◆ **Given problem**:
You are to retype all of the data exactly as it appears.

[Records from a dataset]
• • • • •

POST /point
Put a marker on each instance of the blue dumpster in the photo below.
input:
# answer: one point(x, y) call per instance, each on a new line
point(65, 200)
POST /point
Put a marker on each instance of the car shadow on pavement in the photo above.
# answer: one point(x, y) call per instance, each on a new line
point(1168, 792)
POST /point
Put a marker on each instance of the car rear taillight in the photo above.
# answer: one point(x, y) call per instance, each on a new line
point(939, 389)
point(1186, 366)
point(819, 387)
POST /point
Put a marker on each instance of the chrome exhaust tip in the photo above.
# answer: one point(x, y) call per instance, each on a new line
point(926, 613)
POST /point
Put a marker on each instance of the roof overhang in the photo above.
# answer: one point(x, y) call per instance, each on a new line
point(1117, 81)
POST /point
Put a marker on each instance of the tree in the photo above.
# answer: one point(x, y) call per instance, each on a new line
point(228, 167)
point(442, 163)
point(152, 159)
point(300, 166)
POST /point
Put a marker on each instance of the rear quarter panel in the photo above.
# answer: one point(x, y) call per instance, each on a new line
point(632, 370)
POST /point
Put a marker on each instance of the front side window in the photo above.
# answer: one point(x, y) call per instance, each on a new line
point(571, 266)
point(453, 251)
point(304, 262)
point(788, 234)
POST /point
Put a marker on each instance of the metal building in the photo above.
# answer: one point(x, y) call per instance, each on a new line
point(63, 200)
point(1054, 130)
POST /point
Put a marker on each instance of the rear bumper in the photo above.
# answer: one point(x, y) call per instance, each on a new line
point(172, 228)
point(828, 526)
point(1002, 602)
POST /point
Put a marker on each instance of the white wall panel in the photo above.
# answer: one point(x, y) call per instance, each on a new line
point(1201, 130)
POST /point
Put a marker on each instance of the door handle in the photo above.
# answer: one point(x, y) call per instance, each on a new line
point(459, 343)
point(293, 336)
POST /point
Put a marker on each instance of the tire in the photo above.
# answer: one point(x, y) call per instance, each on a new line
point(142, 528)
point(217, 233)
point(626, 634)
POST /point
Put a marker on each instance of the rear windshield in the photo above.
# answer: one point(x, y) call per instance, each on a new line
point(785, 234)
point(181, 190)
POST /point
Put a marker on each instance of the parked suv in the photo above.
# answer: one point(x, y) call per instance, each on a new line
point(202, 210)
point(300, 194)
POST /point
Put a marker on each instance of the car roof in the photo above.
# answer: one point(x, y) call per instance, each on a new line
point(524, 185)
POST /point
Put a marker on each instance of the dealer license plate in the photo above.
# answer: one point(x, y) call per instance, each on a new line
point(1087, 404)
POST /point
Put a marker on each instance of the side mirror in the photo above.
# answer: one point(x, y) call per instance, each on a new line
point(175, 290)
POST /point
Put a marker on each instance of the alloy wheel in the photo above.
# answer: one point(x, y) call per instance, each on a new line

• • • • •

◆ **The response**:
POST /point
Put a marker on each instance of the blue dumpster in the photo below.
input:
# answer: one point(x, y) call per instance, each on a new line
point(65, 200)
POST /point
Put a marker on each instance of the car shadow on pavement in the photo above.
# answer: one point(x, y) call per instance, each on a new line
point(1168, 792)
POST /point
Put a marker on each instance of the car rear taillight in the photo above.
# answer: one point(x, y) call per instance, each on a new line
point(939, 389)
point(1186, 366)
point(819, 387)
POST /point
Put a marker on each instance of the chrome exhaust tip in the photo above.
# answer: one point(x, y) call per instance, each on a new line
point(926, 613)
POST /point
Put a marker on each instance of the roof overhang in the photo above.
# answer: one point(x, y) call per instance, each on a new line
point(1117, 81)
POST /point
Put a marker on each instance of the tree in the photo above.
# answer: one point(x, y) call per instance, each on a new line
point(228, 167)
point(442, 163)
point(152, 159)
point(300, 166)
POST /point
Put a marker on each instance of the rear quarter panel in the photo above.
# answer: one point(x, y) call per instance, each on a new line
point(632, 370)
POST /point
Put a marker on each instance of the front side window in the photo above.
# answer: one point(x, y) call per instance, each on a new line
point(571, 266)
point(453, 251)
point(304, 262)
point(788, 234)
POST /point
Put a marker on each instance of the metal building in the photo above.
# answer: one point(x, y) call per instance, each on a new line
point(63, 200)
point(1054, 130)
POST /point
Put a marker on each instance of the rear bumper in the photo above.
# answer: one point(x, y) call per instance, each on a new line
point(172, 228)
point(828, 526)
point(1002, 602)
POST /point
Put a marker on each instance of the white wall panel in the photo above.
# answer: one point(x, y) call per instance, each on a new line
point(1201, 130)
POST /point
Put a marker on each instance of the door handle in the photo above.
# answer: one point(x, y) call per instance, each on a new line
point(459, 343)
point(293, 336)
POST /point
Put a marker on each instance of the tire in the photo above.
# answer: one point(x, y) call per instance, each on a new line
point(142, 528)
point(217, 233)
point(626, 634)
POST /point
Put a marker on each instance of the rear windshield in the photo above.
# answer: one point(x, y) call per instance, each on a new line
point(785, 234)
point(181, 190)
POST /point
Put a marker on each instance of the parked suv in the photo above.
# answer: one point(x, y) call per instance, each on a new line
point(202, 210)
point(300, 194)
POST /point
Put a marker on each instance of the car roof in the photo above.
# answer: one point(x, y) call per instance, each on a new line
point(524, 185)
POST /point
Put a marker on each instance of the dealer license plate in the photo above.
# answer: one point(x, y) call per instance, each on a new line
point(1087, 404)
POST /point
Put a marker on each instance of the side mirror in the photo above.
# answer: one point(x, y) call per instance, each on a new line
point(175, 290)
POST /point
Put a marker on each instance of the alloy wheel in the photo above.
# answer: one point(x, y) call per instance, each on a new line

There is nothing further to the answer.